### EXCERPTED PASSAGE

# Help!!!



## aykalam (Apr 12, 2010)

I'm trying to book a flight with Air France but the stupid thing tells me "The phone number entered does not contain the correct number of digits required for your country - Please modify your entry." even though I'm sure it's right.
20+ 1 for mobile and then the 8 digits? Any suggestions?


----------



## MaidenScotland (Jun 6, 2009)

Are you phoning Cairo or France?


----------



## aykalam (Apr 12, 2010)

MaidenScotland said:


> Are you phoning Cairo or France?


sorry I didn't explaain in my panic, I'm booking online but they require a contact number here, so I'm filling my mobile number in, keeps telling me "The phone number entered does not contain the correct number of digits required for your country - Please modify your entry." arggghhh


----------



## MaidenScotland (Jun 6, 2009)

It will be 0020,


----------



## aykalam (Apr 12, 2010)

MaidenScotland said:


> It will be 0020,


yes, that's pre-filled anyway, but when I add my own mobile #, it rejects


----------



## MaidenScotland (Jun 6, 2009)

aykalam said:


> yes, that's pre-filled anyway, but when I add my own mobile #, it rejects




I dont think you drop the 0 here as you do in the UK


----------



## aykalam (Apr 12, 2010)

MaidenScotland said:


> I dont think you drop the 0 here as you do in the UK


Oh why can anything be straight forward? I have tried absolutely every combination! Anyway, panic over, I have entered my mum's number in Spain, that was accepted. Finito. 

thanks for your help :clap2:


----------



## aykalam (Apr 12, 2010)

why did I think it would be over and done with? Of course not, now the blooming card details won't be accepted


----------



## MaidenScotland (Jun 6, 2009)

aykalam said:


> why did I think it would be over and done with? Of course not, now the blooming card details won't be accepted




I can never book a flight from Cairo on line for that very reason, so I usually request it and have it held for 24 hours then just pop down to the local office and then pay with my card. I can book flights from the UK on line no problem plus Amazon.co.uk is on melt down with me buying and sending to Spain.


----------



## aykalam (Apr 12, 2010)

MaidenScotland said:


> I can never book a flight from Cairo on line for that very reason, so I usually request it and have it held for 24 hours then just pop down to the local office and then pay with my card. I can book flights from the UK on line no problem plus Amazon.co.uk is on melt down with me buying and sending to Spain.


Yes, that is what I have done in the past and today I tried to be clever but of course nothing ever works the way it should...The other thing is they now charge LE50 per ticket if you pay over the counter.

Message from bank: "our ... cards are not designed for online purchasing". Welcome to the Middle Ages! :smash::smash::smash:

I gave up smoking a while back, if I stay here very long I might have to take it up again


----------



## bat (Dec 1, 2010)

aykalam said:


> Yes, that is what I have done in the past and today I tried to be clever but of course nothing ever works the way it should...The other thing is they now charge LE50 per ticket if you pay over the counter.

######
### DATA EXCERPTS

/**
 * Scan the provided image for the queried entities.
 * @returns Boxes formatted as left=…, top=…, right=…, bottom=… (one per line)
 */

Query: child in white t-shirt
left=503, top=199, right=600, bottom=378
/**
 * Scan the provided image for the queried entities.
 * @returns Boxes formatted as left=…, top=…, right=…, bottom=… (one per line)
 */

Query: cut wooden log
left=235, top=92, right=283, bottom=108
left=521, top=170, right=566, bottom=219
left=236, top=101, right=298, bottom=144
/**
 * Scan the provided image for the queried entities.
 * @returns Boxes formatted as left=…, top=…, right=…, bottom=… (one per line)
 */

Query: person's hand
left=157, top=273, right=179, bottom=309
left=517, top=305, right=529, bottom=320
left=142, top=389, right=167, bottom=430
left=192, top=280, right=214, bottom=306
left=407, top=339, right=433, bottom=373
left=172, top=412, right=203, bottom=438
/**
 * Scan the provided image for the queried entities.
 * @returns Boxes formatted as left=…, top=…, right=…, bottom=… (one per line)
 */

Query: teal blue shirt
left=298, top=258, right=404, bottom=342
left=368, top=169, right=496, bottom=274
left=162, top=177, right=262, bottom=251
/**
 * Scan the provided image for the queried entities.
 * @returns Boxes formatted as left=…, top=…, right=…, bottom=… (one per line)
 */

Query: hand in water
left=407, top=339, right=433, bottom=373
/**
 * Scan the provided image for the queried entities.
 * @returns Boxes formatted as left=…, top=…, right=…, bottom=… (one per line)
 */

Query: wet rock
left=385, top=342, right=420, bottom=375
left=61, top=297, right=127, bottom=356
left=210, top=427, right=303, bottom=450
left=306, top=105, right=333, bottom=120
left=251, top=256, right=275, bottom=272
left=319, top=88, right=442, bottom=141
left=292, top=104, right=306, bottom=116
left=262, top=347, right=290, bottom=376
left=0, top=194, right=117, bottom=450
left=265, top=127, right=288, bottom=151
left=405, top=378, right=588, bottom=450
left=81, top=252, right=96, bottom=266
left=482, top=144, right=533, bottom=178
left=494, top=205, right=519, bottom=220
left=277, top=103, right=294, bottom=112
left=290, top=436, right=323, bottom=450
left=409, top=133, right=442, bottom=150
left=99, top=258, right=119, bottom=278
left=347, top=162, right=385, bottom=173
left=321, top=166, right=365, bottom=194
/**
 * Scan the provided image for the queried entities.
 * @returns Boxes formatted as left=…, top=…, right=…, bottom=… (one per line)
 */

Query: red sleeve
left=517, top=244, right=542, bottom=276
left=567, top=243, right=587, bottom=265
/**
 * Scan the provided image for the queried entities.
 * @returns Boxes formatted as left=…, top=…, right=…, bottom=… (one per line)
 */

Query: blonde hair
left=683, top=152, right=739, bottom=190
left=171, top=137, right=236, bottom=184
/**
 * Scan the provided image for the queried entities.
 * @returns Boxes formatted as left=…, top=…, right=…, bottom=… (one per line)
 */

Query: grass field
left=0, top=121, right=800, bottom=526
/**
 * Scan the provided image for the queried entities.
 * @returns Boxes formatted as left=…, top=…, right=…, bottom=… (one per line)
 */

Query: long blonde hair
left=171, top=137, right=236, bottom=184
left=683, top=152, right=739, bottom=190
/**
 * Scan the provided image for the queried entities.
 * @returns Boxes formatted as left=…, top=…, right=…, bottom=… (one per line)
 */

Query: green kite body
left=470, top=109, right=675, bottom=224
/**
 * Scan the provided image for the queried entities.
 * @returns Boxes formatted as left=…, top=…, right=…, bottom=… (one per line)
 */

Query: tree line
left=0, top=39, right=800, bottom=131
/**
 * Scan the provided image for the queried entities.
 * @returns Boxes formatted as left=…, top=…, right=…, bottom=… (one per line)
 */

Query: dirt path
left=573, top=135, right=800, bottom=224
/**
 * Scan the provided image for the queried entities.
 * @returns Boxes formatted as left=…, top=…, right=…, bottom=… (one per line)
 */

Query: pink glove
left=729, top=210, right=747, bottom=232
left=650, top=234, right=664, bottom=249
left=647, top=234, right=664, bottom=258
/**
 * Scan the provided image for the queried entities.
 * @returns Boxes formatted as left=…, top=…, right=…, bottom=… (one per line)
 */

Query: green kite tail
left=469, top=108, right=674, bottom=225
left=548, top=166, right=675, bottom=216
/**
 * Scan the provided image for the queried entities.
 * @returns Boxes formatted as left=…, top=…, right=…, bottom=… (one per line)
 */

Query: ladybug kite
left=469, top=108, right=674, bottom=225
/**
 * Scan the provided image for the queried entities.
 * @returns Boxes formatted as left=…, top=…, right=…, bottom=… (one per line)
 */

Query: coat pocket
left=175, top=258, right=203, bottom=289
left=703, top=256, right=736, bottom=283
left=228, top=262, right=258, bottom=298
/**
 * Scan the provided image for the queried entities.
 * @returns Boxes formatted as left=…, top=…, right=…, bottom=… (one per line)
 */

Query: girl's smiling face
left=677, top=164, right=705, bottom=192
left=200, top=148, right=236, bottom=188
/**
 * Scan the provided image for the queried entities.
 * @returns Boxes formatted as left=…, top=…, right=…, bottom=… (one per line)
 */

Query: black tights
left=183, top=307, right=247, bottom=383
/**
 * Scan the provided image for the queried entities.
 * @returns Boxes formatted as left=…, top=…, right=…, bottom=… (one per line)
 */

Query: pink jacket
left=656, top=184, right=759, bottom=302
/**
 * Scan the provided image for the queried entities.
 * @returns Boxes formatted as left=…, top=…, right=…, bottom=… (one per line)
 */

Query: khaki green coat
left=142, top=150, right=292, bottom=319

######

WRITTEN TASKS:
1. Answer these from the Air France booking thread:
(a) What international prefix for Egypt does MaidenScotland say to use?
(b) Which phone number was finally accepted by the booking site?
(c) What does the thread say is now charged per ticket for paying over the counter?
2. Please carry the Air France booking thread forward from its last line.

RESPONSES TO THE TASKS:
1.
(a) 0020
(b) aykalam's mum's number in Spain
(c) LE50

2.
> 
> Message from bank: "our ... cards are not designed for online purchasing". Welcome to the Middle Ages! :smash::smash::smash:
> 
> I gave up smoking a while back, if I stay here very long I might have to take it up again


yes had all this with klm a while back
and must admit today looking for a ciggie,
what about booking on line with thomas cook
usually i flit back and forth between the both because sometimes its easy and sometimes impossible.
dont for get the klm airfrance are still on curfew well at least they were monday when waved daughter off


----------



## aykalam (Apr 12, 2010)

bat said:


> dont for get the klm airfrance are still on curfew well at least they were monday when waved daughter off


Flight to Paris leaves at 7:30 am, so that should not be affected. Anyway, I will have to go to the airport counter and pay there. And be ripped off with the extra fees.


----------



## bat (Dec 1, 2010)

aykalam said:


> Flight to Paris leaves at 7:30 am, so that should not be affected. Anyway, I will have to go to the airport counter and pay there. And be ripped off with the extra fees.


yes well be nice,
last time i was there they were so rude,unbeleivable so,
so all smiles


----------



## MaidenScotland (Jun 6, 2009)

The curfew is now 2am-5am.. 3 hours, don't know why they bother.


----------



## aykalam (Apr 12, 2010)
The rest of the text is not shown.